Write out, word for word, everything in the foveated streaming excerpt below from "The content delivery system and the playback system may" down to "frame to the playback system.".
>> start Source excerpt
In some embodiments, the content delivery system may obtain an initial image frame for a foveated stream. The content delivery system may generate encoded comparator image subframes and an encoded downscaled image frame based on the initial image frame. The encoded comparator image subframes may be subframes based on the initial image frame that include at least one subframe representative of a difference between an original subframe and a re-scaled subframe of the initial image frame. The encoded downscaled image frame is a downscaled version of the initial image frame. The content delivery system may be configured to provide the encoded comparator image subframes and the encoded downscaled image frame to a playback device for rendering.
In some embodiments, the playback system obtains the encoded comparator image subframes and the encoded downscaled image frame from the content delivery system. Further, the playback system may receive head pose/gaze information corresponding to a user. The playback system may decode at least one subframe out of the subframes received corresponding to a fovea in the initial image frame. As such, the initial image frame may be a foveated image frame. The fovea may be identified to include a region of interest based on the head pose/gaze information. Once the subframe with the region of interest is selected, this subframe and the encoded downscaled image frame may be decoded and combined into a combined image frame for playback.
In the aforementioned multi-layer foveated streaming techniques, the content delivery system emulates functionality of the playback system to preemptively identify possible loss in quality of the region of interest in the foveated stream. Based on a bandwidth availability or processing capabilities of the playback system, different sizes of the encoded image frames and subframes may be provided to the playback system. The sizes may be automatically selected to vary stream transport time between the content delivery system and the playback system. As described above, selecting a subframe for the region of interest may be based on users' head pose/gaze information, which allows the playback device to reduce power consumption by only processing the region of interest with the downscaled image frame to generate high quality combined image frame for playback. In some embodiments, the playback system is configured to apply edge smoothing to improve quality across the combined image frame boundaries. The playback system may be also configured to render the combined image frame using High Dynamic Range (HDR) capabilities.
The content delivery system and the playback system may be configured in accordance with a power target. The power target may be a threshold of power consumption that the content delivery system and/or the playback system are configured to maintain. In this regard, the multi-layer foveated streaming techniques may be implemented to meet the power target by reducing power consumption in the content delivery system, the playback system, or both. Reduction of the power consumption in these systems may include reducing processing time and or processing power in one or more operations. For example, to reduce power consumption at the content delivery system, the content delivery system may increase the scaling of the downscaled image frame to provide a relatively small encoded downscaled image frame to the playback system.
Herein the terms “high” and “low” are relative values of quality (e.g., resolution allocation and/or dynamic range) corresponding to individual frames. For example, a frame may be considered to include a low resolution as long as the frame includes a resolution allocation that is lower than the resolution allocations of a current resolution allocation being encoded or the resolution allocation of other frames in the same media stream. In some embodiments, “low resolution” or “low frame rate” may indicate a relative resolution or frame rate to other frames in the combined media stream, considered to be “high resolution” or “high frame rate” frames.
>> end Source excerpt
>> start Material shown
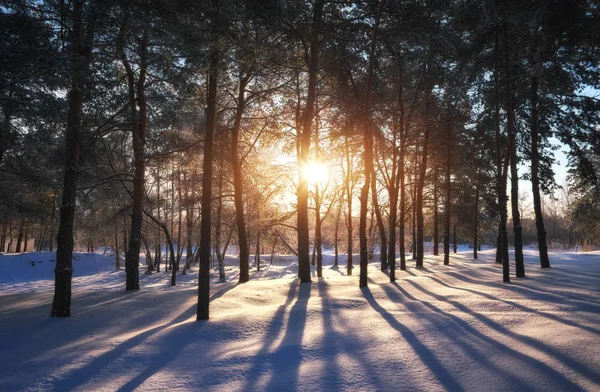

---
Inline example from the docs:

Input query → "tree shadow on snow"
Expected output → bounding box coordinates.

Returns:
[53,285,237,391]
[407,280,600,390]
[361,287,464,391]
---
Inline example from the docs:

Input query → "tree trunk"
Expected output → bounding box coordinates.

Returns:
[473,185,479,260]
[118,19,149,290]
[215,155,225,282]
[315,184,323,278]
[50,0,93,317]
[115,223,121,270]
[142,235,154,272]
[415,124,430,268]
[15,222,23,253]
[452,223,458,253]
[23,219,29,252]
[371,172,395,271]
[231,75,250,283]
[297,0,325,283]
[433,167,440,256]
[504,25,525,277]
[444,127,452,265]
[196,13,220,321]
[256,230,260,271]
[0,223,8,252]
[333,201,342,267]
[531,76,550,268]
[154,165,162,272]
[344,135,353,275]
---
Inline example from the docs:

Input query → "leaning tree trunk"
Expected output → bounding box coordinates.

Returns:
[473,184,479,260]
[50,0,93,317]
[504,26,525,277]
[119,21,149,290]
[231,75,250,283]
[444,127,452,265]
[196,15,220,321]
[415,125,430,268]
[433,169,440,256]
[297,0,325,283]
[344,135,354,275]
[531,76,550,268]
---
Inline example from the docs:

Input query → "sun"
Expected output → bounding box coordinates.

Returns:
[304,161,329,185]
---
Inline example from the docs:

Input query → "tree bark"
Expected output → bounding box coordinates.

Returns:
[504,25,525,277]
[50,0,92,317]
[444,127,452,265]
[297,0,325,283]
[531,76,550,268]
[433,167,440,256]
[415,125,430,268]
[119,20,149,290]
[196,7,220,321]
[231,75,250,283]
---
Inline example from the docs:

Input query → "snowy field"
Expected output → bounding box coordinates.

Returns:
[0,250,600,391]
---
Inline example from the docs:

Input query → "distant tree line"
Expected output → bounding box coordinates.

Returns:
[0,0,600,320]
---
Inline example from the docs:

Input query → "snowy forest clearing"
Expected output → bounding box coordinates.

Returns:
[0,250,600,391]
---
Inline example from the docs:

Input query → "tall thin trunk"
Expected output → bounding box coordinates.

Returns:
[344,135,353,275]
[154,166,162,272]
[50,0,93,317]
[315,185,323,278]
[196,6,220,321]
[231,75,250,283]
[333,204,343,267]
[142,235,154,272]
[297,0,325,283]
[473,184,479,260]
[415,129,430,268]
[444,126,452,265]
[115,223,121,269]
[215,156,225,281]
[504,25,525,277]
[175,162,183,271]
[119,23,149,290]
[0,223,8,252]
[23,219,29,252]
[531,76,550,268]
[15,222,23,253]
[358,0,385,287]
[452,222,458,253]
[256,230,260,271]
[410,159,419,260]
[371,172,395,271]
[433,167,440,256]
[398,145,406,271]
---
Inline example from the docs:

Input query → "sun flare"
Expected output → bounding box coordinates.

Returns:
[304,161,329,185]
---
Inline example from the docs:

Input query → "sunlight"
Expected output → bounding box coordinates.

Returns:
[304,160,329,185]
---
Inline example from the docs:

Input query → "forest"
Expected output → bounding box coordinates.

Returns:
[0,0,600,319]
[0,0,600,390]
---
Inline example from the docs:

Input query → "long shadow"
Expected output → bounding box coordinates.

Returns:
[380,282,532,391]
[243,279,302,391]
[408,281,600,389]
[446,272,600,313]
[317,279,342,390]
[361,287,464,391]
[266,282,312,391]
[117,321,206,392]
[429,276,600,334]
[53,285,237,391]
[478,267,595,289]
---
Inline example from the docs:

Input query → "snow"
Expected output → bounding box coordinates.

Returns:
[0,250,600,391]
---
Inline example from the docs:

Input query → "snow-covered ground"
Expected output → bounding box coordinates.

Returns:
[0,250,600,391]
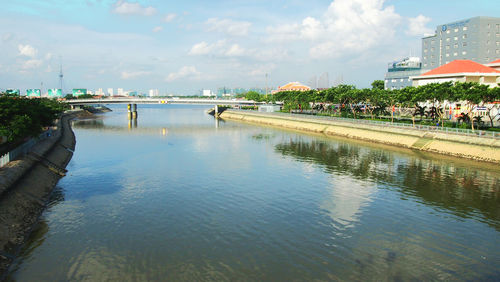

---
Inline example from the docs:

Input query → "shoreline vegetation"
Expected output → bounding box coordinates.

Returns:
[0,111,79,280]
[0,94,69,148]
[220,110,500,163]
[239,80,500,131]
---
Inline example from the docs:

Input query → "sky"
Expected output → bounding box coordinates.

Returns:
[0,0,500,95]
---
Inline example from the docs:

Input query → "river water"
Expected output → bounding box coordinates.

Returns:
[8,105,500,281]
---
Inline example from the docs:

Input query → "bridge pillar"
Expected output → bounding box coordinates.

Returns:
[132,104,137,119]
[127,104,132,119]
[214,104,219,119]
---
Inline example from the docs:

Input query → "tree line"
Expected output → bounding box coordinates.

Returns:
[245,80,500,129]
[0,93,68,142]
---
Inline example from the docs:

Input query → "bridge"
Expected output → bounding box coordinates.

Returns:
>> end Material shown
_Correct result_
The content delivery system and the playback system may be configured in accordance with a power target. The power target may be a threshold of power consumption that the content delivery system and/or the playback system are configured to maintain. In this regard, the multi-layer foveated streaming techniques may be implemented to meet the power target by reducing power consumption in the content delivery system, the playback system, or both. Reduction of the power consumption in these systems may include reducing processing time and or processing power in one or more operations. For example, to reduce power consumption at the content delivery system, the content delivery system may increase the scaling of the downscaled image frame to provide a relatively small encoded downscaled image frame to the playback system.